**What you should do**: Convert the data below, from the line with "Practice. Point at the river" up to and including the line with "<point>902,500</point>", into a two-column CSV with the headers input and output. Each row should pair one input text with the answer that follows it, with each value in a single quoted field and any line breaks replaced by spaces.

**Data to process**:
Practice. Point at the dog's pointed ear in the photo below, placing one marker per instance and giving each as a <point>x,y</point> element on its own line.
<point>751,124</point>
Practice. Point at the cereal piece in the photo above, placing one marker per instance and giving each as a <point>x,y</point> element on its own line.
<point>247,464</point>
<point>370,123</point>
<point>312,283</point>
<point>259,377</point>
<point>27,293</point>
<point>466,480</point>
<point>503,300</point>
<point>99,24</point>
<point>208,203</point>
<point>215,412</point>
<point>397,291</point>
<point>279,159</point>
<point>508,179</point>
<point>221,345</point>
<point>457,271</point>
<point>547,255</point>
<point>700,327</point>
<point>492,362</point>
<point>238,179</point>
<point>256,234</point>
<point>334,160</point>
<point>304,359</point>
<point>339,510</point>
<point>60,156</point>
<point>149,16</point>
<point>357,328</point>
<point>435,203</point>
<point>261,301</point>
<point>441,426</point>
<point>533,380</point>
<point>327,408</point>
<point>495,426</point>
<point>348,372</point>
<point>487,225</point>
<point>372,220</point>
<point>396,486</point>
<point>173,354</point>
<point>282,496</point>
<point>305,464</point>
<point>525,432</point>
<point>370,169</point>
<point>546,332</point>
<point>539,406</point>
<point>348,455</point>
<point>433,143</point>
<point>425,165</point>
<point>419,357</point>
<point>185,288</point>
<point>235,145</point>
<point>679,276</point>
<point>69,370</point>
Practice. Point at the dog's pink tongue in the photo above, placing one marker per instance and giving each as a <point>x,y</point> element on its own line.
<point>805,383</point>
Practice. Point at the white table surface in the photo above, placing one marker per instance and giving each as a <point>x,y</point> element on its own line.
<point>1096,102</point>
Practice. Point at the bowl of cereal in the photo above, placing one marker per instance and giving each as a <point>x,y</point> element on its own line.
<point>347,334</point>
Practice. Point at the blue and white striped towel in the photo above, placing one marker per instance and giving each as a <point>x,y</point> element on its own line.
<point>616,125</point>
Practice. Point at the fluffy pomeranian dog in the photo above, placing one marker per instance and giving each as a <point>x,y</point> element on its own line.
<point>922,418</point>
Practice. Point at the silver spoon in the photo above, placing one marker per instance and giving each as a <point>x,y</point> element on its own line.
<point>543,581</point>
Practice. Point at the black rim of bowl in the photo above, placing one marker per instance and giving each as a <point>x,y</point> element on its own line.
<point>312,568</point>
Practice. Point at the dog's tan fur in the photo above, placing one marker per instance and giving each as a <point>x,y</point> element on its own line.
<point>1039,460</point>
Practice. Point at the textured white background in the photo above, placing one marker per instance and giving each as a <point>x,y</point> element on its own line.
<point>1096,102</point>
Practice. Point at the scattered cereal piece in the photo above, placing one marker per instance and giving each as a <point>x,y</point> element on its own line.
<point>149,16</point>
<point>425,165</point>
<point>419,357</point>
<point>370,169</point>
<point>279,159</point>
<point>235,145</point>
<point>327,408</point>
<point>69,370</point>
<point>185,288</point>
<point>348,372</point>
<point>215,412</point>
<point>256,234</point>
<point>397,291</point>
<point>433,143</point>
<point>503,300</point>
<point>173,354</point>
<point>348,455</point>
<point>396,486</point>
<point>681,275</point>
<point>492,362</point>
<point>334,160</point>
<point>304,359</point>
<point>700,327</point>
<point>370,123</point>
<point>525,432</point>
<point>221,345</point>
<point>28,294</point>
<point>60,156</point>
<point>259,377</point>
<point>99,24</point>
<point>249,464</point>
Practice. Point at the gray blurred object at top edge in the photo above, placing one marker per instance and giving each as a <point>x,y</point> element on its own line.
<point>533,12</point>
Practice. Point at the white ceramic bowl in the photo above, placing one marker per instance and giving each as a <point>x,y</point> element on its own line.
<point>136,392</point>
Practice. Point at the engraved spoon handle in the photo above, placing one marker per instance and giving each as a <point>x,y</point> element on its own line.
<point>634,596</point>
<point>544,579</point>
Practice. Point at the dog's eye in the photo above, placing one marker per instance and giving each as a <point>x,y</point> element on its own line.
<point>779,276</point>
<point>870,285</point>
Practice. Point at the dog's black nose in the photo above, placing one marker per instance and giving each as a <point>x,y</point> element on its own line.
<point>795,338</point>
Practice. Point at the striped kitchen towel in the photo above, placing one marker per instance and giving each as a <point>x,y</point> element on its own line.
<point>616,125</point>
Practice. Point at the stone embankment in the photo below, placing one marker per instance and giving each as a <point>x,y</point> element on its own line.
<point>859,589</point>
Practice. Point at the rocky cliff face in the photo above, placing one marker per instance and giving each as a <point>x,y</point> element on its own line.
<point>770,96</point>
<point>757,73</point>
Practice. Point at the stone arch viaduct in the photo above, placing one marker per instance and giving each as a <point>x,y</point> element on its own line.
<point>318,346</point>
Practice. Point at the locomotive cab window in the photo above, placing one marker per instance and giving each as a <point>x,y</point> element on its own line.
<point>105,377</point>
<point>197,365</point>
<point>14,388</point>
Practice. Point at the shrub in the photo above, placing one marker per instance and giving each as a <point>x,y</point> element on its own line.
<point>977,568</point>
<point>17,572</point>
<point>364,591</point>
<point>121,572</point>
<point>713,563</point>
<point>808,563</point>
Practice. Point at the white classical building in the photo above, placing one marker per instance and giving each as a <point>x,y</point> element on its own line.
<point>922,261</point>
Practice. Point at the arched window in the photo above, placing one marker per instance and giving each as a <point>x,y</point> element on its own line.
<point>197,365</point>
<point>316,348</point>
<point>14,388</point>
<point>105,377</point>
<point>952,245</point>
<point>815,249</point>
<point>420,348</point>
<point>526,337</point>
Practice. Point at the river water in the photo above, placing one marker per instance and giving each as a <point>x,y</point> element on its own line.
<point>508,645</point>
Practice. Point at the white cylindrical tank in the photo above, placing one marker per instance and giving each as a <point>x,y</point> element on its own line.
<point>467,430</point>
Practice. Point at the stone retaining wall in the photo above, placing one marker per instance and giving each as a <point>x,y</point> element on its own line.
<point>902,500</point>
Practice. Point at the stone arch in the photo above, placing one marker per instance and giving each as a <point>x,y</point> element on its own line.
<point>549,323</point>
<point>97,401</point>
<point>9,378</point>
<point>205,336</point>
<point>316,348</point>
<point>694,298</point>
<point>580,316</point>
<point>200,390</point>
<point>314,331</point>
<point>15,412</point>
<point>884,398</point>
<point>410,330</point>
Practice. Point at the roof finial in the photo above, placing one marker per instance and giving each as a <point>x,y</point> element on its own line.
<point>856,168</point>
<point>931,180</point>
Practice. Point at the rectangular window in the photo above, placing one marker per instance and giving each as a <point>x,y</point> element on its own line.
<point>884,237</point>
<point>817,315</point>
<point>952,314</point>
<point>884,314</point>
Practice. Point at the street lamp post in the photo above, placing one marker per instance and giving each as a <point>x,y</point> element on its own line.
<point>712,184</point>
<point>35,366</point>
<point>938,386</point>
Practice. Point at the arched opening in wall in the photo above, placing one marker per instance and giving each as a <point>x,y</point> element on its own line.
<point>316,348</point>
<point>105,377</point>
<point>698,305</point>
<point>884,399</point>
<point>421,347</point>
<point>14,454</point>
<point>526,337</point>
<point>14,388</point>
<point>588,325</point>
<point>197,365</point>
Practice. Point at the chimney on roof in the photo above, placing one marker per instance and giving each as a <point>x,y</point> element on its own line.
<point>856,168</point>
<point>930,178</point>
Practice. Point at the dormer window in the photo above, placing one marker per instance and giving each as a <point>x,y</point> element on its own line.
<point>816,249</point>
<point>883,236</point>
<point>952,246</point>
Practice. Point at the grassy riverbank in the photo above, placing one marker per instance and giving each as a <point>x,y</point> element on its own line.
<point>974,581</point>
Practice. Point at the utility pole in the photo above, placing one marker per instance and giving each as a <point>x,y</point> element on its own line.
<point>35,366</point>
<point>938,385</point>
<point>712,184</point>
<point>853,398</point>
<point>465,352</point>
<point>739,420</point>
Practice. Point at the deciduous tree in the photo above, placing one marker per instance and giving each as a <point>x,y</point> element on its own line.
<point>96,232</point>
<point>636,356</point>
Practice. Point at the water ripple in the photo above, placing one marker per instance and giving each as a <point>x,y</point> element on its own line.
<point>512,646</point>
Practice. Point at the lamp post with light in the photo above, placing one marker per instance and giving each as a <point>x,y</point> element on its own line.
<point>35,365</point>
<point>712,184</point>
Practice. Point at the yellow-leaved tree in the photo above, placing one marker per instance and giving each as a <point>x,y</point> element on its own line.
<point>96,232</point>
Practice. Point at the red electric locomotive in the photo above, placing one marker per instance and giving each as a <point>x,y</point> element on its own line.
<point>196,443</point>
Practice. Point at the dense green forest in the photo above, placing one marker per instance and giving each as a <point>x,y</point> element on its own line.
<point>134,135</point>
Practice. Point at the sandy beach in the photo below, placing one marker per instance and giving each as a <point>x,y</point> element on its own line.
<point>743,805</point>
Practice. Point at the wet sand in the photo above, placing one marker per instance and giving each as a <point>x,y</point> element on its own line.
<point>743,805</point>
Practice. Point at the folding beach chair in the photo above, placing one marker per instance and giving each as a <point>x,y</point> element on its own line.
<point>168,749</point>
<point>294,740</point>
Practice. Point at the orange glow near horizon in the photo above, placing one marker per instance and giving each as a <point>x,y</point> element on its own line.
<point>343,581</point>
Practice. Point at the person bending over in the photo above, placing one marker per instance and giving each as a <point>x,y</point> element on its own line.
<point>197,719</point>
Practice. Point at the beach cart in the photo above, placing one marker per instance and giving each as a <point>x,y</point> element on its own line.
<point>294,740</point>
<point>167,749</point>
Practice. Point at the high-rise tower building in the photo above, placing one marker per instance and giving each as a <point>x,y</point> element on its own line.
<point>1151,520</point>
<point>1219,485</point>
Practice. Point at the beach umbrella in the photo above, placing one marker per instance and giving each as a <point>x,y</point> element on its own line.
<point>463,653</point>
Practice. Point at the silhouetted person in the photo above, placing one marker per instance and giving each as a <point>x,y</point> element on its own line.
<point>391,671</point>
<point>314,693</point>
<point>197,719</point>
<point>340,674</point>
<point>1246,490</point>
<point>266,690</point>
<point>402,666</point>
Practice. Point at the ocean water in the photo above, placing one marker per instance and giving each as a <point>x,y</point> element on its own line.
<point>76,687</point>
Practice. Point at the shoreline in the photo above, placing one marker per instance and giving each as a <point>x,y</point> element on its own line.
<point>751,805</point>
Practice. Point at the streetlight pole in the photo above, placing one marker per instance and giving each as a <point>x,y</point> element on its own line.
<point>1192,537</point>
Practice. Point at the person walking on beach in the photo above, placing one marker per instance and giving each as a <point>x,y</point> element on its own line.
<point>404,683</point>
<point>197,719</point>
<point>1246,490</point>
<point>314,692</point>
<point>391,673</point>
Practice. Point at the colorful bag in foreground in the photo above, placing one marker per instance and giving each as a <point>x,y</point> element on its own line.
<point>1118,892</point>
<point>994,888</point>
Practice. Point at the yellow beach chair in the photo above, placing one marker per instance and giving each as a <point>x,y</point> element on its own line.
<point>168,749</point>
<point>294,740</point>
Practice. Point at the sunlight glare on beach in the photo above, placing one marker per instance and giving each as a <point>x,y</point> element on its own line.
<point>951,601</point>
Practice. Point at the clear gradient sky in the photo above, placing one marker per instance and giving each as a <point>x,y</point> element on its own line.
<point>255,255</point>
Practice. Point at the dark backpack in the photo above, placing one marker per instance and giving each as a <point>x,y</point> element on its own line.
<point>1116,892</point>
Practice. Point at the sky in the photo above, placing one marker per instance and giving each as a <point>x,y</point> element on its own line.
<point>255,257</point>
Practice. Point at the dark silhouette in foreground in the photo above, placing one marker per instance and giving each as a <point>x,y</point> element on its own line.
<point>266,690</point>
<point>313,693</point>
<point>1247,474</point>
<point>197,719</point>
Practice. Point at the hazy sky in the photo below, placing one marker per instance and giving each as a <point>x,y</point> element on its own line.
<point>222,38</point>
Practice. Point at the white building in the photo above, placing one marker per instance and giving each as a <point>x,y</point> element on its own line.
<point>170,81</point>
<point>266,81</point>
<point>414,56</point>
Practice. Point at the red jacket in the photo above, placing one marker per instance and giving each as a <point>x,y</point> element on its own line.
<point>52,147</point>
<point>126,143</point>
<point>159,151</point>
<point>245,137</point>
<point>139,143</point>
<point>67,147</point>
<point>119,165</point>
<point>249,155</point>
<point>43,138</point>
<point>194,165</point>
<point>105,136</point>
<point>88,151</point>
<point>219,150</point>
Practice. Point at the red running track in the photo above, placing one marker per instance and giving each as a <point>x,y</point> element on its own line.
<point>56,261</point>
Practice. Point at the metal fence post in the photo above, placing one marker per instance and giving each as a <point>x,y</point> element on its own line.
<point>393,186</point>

**Result**:
input,output
"Practice. Point at the river water in the photo above, placing one marker per instance and giving each as a <point>x,y</point> element on its own line.","<point>508,645</point>"
"Practice. Point at the white cylindrical tank in the photo above, placing one marker per instance and giving each as a <point>x,y</point> element on its own line.","<point>467,430</point>"
"Practice. Point at the stone retaining wall in the photo above, placing one marker per instance and giving each as a <point>x,y</point> element on its own line.","<point>902,500</point>"